*WHAT TO PRODUCE*
Give back exactly the line containing "Target: blue hydraulic hose" together with all the lines after it, ending at the final line below.

(Referring expression pointing data)
┄┄┄┄┄┄

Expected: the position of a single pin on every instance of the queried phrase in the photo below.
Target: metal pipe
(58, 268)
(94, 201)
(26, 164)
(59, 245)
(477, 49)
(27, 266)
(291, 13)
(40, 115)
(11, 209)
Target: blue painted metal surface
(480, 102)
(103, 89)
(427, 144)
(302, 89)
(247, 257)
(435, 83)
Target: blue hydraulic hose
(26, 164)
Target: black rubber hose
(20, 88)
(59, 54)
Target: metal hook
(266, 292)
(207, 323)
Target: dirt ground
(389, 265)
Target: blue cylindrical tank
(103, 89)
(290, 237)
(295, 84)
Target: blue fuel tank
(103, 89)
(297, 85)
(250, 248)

┄┄┄┄┄┄

*RESPONSE AREA*
Target: blue hydraulic hose
(26, 164)
Target: black rubber hose
(20, 88)
(59, 54)
Target: metal hook
(266, 292)
(207, 323)
Target: dirt ground
(389, 265)
Target: blue cylindrical tank
(103, 89)
(290, 237)
(295, 84)
Target: blue fuel tank
(103, 89)
(297, 85)
(250, 248)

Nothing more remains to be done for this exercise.